──────── Records shown ────────

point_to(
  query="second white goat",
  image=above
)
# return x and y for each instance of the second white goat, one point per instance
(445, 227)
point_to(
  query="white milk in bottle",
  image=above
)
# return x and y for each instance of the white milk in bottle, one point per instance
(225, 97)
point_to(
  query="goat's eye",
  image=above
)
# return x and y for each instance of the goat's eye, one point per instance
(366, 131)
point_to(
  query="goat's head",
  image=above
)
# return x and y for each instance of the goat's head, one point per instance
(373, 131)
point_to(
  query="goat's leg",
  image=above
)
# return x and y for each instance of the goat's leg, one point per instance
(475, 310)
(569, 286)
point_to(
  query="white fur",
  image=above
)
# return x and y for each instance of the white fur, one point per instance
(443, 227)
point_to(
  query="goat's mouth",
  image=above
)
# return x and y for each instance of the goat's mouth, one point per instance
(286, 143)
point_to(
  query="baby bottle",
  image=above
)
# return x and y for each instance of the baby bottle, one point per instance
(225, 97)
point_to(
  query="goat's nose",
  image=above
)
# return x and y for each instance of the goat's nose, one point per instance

────────

| The problem |
Can you reproduce every item above with "goat's" switched to "kid's" throughout, keeping everything else the same?

| Worked answer |
point_to(
  query="second white goat",
  image=above
)
# return x and y for each instance of the second white goat, one point per instance
(445, 227)
point_to(
  query="white milk in bottle",
  image=above
)
# return x and y for each instance of the white milk in bottle, one point per instance
(225, 97)
point_to(
  query="kid's eye",
  image=above
)
# return x and y for each instance of the kid's eye, one point per instance
(366, 131)
point_to(
  query="kid's head",
  image=above
)
# return x and y for each instance of the kid's head, one point per instance
(373, 131)
point_to(
  query="kid's leg",
  image=above
)
# return x and y for each instance of the kid's leg, one point per instance
(475, 310)
(569, 286)
point_to(
  query="white fur",
  image=above
)
# return x and y for each instance of the white fur, one point per instance
(443, 227)
point_to(
  query="kid's mouth",
  image=above
)
# return x and y for each instance of the kid's mouth, one point per instance
(286, 143)
point_to(
  query="baby bottle",
  image=above
)
# return x and y for each instance of the baby bottle, one point per instance
(225, 97)
point_to(
  query="kid's nose",
  image=above
)
# return x and y for each instance of the kid's nose, one point per instance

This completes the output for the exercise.